== Segment start ==
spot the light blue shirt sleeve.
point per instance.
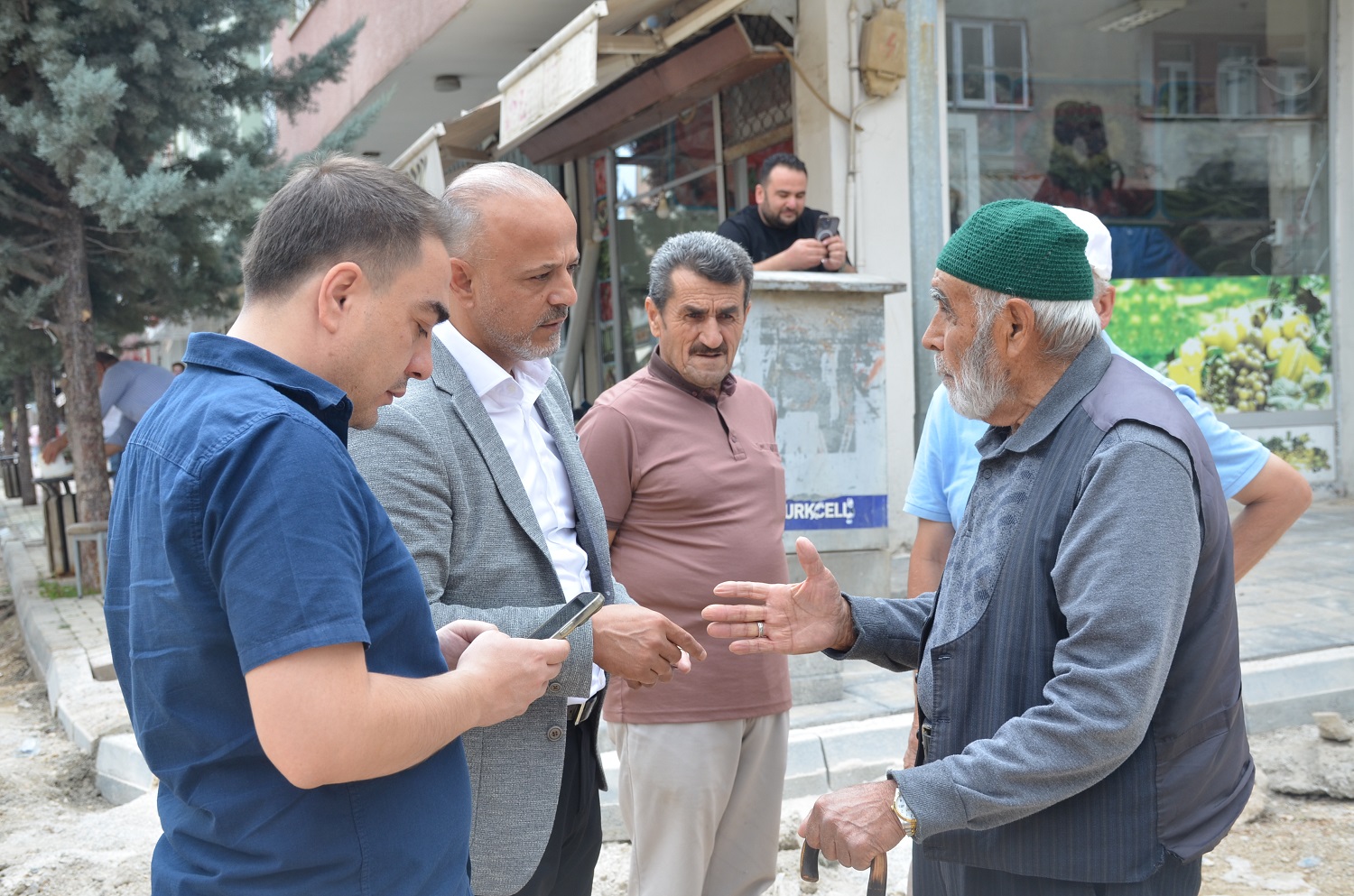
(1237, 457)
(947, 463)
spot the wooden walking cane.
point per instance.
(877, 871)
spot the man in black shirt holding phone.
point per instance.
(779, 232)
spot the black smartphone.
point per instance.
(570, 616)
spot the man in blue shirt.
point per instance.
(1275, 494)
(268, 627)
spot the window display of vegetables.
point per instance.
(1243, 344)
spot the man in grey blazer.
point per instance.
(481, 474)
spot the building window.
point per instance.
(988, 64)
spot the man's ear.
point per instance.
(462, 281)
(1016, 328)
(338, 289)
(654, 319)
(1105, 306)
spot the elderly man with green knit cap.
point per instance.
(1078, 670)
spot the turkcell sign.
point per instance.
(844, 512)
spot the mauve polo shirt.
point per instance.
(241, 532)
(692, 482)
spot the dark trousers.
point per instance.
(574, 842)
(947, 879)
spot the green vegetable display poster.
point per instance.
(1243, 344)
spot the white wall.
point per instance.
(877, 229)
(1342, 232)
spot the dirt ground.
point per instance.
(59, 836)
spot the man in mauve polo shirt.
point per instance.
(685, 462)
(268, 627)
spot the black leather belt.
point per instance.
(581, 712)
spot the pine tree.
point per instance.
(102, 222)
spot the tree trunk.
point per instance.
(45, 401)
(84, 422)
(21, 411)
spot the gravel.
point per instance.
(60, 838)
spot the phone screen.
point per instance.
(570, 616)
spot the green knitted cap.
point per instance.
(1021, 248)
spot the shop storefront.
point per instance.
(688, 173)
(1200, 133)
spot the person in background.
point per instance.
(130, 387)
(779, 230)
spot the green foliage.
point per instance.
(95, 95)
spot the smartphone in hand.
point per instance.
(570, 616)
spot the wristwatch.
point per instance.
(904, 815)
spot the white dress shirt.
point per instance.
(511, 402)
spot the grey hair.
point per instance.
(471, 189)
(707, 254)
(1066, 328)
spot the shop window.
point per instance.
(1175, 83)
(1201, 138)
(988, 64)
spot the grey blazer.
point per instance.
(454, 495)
== Segment end ==
WHAT THIS TASK INVOLVES:
The images are to be left out while the entries are written out exactly.

ANSWER TO THIS EXERCISE:
spot the light blue shirt sleeve.
point per instance.
(1237, 457)
(947, 463)
spot the wooden walking cane.
point per instance.
(877, 871)
spot the man in black shirt holding phone.
point per instance.
(779, 232)
spot the black smartphone.
point per instance.
(570, 616)
spot the man in blue shirt.
point per instance.
(1275, 494)
(268, 627)
spot the window display of vegetables.
point per instance.
(1243, 344)
spot the man in grey blazer.
point per instance.
(481, 474)
spot the building window.
point per instance.
(988, 64)
spot the man's ear.
point per instance.
(462, 281)
(1016, 328)
(338, 289)
(654, 319)
(1105, 306)
spot the elderly man with green knit cap.
point per instance.
(1078, 670)
spot the turkcell sign.
point per instance.
(844, 512)
spot the mauve polo shirt.
point per instance.
(241, 532)
(692, 482)
spot the dark trousers.
point per instance.
(574, 842)
(947, 879)
spot the green vegetable display poster.
point per instance.
(1243, 344)
spot the white wall.
point per instance.
(877, 229)
(1342, 232)
spot the dirt ground.
point per instance.
(59, 836)
spot the man in mauve polo shirt.
point per instance.
(685, 462)
(268, 627)
spot the black leather belt.
point per instance.
(581, 712)
spot the pine tree.
point per instance.
(102, 222)
spot the tree trunk.
point per instance.
(45, 401)
(84, 422)
(21, 411)
spot the gravel.
point per instance.
(60, 838)
spot the phone screen.
point per instance.
(570, 616)
spot the green knitted cap.
point per instance.
(1021, 248)
spot the shop storefront.
point per instance.
(688, 173)
(1200, 133)
spot the person in background.
point per instance.
(130, 387)
(779, 230)
spot the green foliage.
point per instance.
(95, 95)
spot the smartphone in hand.
point per instance.
(570, 616)
spot the wristwatch.
point per instance.
(904, 815)
spot the white dress shirt.
point per instance.
(511, 402)
spot the grey hair.
point per instance.
(471, 189)
(707, 254)
(1066, 328)
spot the shop window.
point per instance.
(1175, 83)
(1201, 138)
(988, 64)
spot the grey blazer.
point per instance.
(454, 495)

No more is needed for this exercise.